Short task ->
Copy the entries below word for word, from the line with "Within this frame, in what area is the flower cluster" up to and including the line with "[517,378,566,404]".
— begin Information provided —
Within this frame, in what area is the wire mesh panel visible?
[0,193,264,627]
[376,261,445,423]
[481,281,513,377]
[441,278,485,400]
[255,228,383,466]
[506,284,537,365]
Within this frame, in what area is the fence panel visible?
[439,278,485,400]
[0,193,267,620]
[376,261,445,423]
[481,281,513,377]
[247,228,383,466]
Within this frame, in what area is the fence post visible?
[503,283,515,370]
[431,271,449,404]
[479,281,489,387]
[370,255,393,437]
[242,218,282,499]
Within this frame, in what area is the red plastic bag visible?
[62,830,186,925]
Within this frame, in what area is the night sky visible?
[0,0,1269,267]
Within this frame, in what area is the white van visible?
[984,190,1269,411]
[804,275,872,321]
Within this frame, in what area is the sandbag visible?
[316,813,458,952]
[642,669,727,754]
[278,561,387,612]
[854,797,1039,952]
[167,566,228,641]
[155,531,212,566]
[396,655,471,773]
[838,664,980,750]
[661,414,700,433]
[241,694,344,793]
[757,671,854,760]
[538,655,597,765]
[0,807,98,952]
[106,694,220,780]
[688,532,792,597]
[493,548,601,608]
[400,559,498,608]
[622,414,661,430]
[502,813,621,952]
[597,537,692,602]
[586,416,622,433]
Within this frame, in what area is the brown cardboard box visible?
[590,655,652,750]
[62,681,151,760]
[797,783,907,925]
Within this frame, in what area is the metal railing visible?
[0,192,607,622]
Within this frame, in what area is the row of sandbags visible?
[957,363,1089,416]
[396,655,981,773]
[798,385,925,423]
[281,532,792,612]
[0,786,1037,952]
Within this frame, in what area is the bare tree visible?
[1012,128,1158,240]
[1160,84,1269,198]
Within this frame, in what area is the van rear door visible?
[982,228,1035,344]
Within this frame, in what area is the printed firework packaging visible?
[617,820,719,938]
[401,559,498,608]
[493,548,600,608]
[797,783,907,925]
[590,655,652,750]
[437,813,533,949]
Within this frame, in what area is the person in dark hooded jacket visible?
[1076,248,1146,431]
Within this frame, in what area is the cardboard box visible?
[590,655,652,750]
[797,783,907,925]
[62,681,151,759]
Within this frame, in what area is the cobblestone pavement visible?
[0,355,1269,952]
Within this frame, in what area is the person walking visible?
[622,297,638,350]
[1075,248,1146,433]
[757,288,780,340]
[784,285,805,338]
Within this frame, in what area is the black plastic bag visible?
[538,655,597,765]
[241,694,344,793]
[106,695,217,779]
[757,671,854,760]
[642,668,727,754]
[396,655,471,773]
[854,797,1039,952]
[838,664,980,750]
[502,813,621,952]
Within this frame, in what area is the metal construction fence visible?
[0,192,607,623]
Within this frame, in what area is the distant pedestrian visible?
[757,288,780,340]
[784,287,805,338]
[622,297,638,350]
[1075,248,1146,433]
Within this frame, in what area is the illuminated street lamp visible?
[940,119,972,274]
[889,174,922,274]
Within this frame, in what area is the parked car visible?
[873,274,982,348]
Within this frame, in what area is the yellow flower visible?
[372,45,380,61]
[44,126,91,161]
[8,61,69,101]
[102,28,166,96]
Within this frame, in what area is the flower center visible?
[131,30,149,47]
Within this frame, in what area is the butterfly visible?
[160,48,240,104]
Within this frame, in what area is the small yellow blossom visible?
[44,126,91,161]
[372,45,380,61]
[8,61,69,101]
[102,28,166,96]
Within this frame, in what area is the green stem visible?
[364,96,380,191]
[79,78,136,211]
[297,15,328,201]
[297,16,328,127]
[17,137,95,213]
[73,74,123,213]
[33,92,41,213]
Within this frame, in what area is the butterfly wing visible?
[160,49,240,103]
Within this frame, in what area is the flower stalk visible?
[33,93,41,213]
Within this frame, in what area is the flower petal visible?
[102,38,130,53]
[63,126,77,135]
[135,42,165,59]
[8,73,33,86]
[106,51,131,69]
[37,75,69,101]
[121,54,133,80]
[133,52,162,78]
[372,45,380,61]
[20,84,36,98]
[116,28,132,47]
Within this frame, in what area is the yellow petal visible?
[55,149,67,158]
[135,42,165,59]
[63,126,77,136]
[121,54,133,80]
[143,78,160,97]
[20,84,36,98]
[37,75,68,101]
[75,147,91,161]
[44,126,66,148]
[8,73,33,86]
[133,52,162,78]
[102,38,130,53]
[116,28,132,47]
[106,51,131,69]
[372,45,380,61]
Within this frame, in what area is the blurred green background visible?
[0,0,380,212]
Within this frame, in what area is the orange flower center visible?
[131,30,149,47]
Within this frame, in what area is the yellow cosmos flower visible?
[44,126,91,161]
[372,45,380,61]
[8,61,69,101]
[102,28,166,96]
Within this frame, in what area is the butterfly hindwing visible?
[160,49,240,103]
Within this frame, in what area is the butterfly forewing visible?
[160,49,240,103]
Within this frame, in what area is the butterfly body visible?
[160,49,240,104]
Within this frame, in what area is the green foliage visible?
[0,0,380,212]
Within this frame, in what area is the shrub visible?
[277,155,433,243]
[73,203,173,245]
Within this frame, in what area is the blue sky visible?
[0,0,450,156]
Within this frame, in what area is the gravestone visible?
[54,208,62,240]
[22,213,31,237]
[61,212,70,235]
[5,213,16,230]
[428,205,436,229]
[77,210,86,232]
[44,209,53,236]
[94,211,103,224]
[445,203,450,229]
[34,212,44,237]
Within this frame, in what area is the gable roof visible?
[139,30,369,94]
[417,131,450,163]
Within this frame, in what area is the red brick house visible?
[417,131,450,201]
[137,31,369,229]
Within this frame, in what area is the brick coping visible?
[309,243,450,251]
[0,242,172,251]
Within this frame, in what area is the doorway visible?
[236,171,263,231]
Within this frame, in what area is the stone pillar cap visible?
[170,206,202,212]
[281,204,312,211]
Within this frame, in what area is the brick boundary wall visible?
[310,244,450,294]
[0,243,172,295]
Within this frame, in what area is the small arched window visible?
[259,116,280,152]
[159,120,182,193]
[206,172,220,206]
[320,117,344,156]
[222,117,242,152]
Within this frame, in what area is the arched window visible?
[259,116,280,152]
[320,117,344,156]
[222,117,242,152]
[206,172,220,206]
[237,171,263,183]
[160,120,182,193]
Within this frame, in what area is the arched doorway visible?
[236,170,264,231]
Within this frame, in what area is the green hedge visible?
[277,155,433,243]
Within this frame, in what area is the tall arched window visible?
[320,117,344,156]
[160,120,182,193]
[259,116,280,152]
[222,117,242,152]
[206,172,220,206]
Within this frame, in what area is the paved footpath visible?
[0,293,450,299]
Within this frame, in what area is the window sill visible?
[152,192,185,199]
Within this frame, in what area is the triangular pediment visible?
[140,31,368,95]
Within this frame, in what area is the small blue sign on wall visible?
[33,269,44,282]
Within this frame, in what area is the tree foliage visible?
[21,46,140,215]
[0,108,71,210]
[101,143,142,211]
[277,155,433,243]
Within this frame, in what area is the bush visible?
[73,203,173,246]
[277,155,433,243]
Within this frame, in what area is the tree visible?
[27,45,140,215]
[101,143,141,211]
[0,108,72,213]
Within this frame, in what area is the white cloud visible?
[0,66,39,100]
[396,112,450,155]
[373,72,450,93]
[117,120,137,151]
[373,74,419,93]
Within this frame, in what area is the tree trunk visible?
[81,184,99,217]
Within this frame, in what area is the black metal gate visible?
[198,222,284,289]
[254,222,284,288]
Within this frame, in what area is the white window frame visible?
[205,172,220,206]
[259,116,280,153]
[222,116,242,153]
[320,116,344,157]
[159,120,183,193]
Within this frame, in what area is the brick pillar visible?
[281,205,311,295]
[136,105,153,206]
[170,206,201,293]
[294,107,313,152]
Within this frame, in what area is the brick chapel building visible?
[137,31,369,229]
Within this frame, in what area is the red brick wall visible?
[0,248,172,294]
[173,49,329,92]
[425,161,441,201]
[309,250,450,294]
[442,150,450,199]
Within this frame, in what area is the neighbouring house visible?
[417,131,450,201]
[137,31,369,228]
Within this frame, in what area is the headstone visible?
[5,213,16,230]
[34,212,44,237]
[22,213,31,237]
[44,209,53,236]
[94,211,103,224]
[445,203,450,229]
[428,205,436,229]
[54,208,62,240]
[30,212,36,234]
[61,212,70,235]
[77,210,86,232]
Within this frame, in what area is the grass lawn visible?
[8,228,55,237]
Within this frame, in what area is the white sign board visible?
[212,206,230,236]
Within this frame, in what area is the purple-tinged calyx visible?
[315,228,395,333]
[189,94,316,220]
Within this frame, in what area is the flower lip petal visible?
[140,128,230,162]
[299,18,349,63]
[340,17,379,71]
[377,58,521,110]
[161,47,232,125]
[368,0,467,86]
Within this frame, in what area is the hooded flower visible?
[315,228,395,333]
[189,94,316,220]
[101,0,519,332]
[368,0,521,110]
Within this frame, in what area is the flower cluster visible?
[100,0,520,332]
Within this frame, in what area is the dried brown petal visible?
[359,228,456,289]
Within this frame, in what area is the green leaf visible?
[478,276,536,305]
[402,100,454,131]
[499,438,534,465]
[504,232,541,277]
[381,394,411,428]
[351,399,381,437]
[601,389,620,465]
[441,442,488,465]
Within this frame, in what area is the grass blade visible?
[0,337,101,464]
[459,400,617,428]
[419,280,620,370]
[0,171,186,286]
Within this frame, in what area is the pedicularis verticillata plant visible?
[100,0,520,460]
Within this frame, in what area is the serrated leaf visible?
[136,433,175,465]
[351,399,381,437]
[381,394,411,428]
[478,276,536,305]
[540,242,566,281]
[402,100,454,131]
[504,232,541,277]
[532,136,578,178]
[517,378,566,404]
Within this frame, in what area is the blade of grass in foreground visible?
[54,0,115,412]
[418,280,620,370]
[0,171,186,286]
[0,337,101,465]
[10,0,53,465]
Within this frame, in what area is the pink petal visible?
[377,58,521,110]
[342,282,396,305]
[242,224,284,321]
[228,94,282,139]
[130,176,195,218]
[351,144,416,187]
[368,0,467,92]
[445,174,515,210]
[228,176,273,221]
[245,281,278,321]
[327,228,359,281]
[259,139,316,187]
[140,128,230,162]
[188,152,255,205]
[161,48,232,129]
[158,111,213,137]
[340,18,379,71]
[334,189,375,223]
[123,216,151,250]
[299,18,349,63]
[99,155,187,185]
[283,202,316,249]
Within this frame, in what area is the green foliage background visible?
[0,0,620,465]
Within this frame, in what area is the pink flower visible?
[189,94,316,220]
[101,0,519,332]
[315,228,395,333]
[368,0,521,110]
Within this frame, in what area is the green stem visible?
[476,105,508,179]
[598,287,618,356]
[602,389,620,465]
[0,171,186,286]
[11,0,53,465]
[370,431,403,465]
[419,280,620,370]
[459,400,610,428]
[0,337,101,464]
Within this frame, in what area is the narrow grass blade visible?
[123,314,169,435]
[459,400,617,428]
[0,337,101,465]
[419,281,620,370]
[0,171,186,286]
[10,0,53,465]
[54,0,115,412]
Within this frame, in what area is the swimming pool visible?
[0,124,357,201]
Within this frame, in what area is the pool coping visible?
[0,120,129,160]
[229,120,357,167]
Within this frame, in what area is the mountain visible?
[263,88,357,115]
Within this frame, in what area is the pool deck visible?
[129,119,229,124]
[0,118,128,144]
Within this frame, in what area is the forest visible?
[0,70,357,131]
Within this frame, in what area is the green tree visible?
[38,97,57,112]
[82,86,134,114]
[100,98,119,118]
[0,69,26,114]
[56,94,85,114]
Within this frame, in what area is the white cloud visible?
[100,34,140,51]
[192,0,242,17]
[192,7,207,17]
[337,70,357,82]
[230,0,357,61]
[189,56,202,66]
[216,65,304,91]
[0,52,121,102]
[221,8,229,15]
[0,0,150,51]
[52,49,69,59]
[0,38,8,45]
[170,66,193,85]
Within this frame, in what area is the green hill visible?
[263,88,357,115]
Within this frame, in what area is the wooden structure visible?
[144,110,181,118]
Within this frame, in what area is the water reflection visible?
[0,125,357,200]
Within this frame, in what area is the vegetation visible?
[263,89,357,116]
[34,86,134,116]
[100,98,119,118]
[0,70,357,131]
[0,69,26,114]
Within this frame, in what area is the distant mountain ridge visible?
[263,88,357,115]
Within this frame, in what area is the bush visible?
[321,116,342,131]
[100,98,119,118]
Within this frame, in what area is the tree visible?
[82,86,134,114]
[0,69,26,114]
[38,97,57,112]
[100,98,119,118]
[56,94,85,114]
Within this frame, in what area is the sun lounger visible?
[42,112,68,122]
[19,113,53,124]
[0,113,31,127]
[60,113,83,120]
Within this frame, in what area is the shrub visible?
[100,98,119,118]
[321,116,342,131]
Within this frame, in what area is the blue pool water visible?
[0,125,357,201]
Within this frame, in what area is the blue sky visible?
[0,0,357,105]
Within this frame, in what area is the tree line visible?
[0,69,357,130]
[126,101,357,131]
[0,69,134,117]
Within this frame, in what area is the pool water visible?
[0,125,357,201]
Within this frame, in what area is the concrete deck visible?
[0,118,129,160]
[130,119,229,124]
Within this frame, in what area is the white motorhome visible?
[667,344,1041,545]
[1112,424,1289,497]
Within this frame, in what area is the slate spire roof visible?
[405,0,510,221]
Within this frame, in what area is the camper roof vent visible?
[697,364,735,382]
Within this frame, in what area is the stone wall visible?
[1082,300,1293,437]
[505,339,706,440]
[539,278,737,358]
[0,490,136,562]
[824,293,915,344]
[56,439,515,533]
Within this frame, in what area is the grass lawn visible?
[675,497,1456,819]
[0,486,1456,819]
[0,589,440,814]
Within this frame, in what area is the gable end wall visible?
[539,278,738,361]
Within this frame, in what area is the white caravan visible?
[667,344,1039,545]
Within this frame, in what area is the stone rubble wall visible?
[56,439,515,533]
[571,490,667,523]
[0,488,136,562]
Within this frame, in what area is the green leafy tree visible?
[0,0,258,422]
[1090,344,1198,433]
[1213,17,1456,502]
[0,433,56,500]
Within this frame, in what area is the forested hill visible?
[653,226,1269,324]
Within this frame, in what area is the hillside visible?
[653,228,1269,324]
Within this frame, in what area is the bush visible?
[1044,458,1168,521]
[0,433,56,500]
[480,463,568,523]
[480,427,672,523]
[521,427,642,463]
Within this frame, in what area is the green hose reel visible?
— end Information provided —
Solved exercise ->
Within this frame, in what area is the flower cluster visible?
[100,0,520,332]
Within this frame, in what area is the dried brown petal visible?
[359,228,456,289]
Within this frame, in what area is the green leaf visible?
[478,276,536,305]
[402,100,454,131]
[499,438,534,465]
[504,232,541,277]
[381,394,411,428]
[351,399,381,437]
[601,389,620,465]
[441,442,488,465]
Within this frame, in what area is the grass blade visible?
[0,337,101,464]
[459,400,617,428]
[419,280,620,370]
[0,171,186,286]
Within this frame, in what area is the pedicularis verticillata plant visible?
[100,0,520,460]
Within this frame, in what area is the serrated leaf visible?
[136,433,175,465]
[351,399,381,437]
[381,394,411,428]
[478,276,536,305]
[540,242,566,281]
[402,100,454,131]
[504,232,541,277]
[532,136,578,178]
[517,378,566,404]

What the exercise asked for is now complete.